Page extract:
begin
Known as MARTE, the project is developing robot systems that will drill into the subsurface of Mars in search of underground life. Scientists believe liquid water may exist deep underground there, according to NASA.
From Sept. 29 through Oct. 15, eight educational Webcasts will be broadcast from the project site near Spain's Rio Tinto River. Carol Stoker, a scientist at NASA's Ames Research Center in California, will conduct the first Webcast at 10 a.m. Sept. 29.
"Searching for subsurface life in the Rio Tinto system can be viewed as a learning experience to teach scientists and technologists how to search for life in the subsurface of Mars," said Stoker, the lead investigator for the three-year experiment.
The lecture series will feature subtitles in English and Spanish, and has been structured as a three-week interactive course called the NASA Robotics for Research and Exploration. One participating university is California's San Jose State University. Students there will receive one unit of college credit for the course, and will be able to ask the scientists questions using Internet chat technologies.
"What's different about this course is that it offers real-time transcription in both Spanish and English," said Mark Leon, deputy chief of the Ames Research Center education office. "So far, this has only been done before with the French in 1998."
The lectures are available to a worldwide listening audience over the Internet, through the program's live Web site.
end
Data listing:
begin
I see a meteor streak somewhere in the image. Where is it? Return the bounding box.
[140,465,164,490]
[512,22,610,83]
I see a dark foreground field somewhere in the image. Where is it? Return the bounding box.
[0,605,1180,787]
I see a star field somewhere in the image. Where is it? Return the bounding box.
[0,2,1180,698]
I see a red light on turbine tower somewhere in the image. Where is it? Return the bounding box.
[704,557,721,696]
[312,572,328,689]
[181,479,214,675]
end
begin
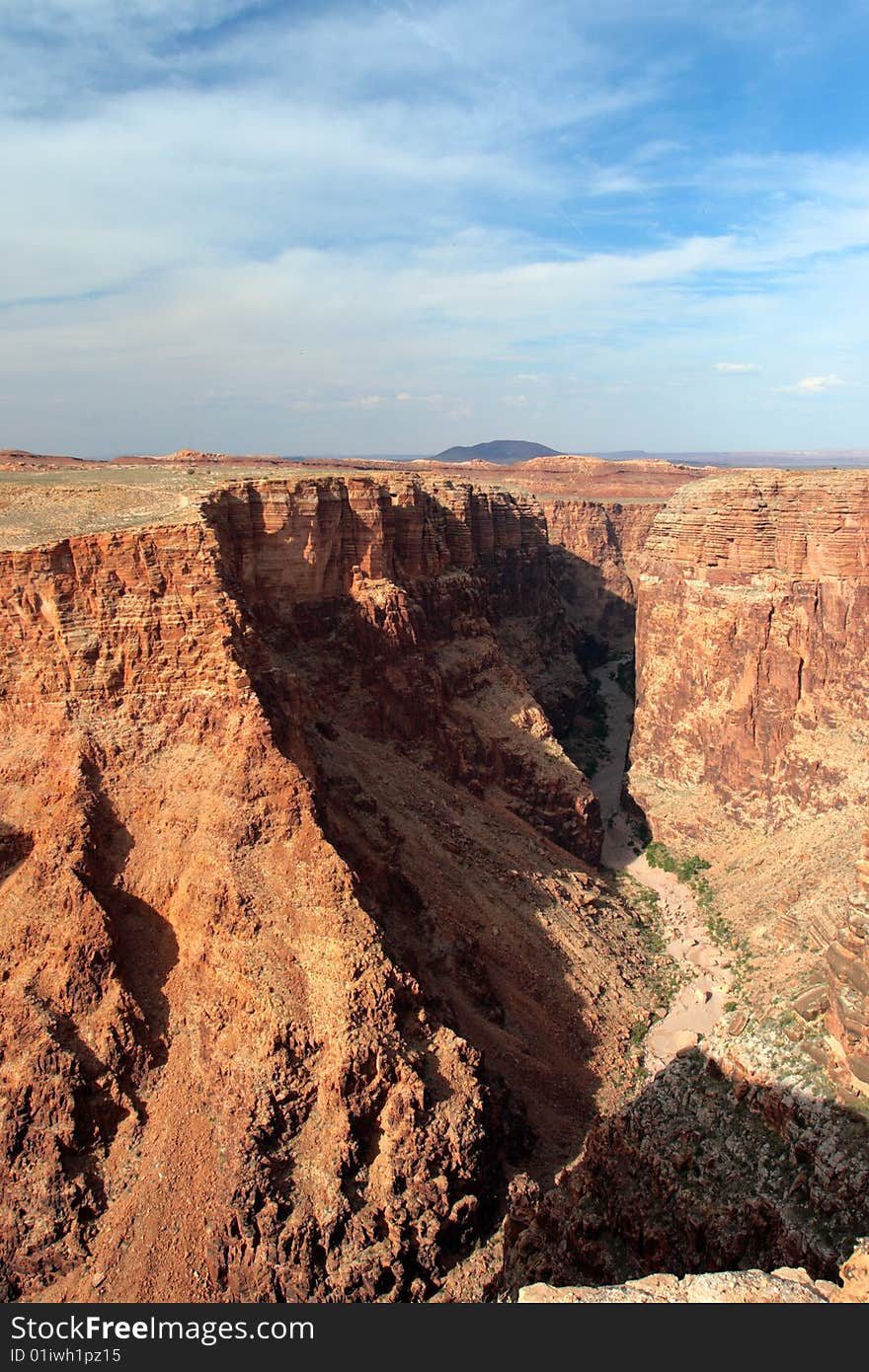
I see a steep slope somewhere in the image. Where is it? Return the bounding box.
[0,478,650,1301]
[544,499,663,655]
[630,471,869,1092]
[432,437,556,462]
end
begin
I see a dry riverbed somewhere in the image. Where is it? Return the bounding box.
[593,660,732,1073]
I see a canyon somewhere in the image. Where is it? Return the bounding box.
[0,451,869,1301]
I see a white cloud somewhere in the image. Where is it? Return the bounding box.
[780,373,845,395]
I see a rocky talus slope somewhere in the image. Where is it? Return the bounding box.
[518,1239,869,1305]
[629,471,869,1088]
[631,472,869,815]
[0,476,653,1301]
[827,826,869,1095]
end
Directives:
1. From the MARTE project text, pull out the part starting at "Known as MARTE, the" and ending at "according to NASA.".
2. Lay out the lines of the records starting at the line that contains "I see a dark" and ending at the line that contains "[0,2,1180,698]" as a Markdown table with the columns Row and Line, leaving out blank lines.

Written responses:
1.
Known as MARTE, the project is developing robot systems that will drill into the subsurface of Mars in search of underground life. Scientists believe liquid water may exist deep underground there, according to NASA.

2.
| Row | Line |
|---|---|
| 1 | I see a dark foreground field somewhere in the image. Where is it? Return the bounding box. |
| 2 | [0,605,1180,787] |
| 3 | I see a star field somewhere in the image. Where is it? Return the bounding box. |
| 4 | [0,2,1180,698] |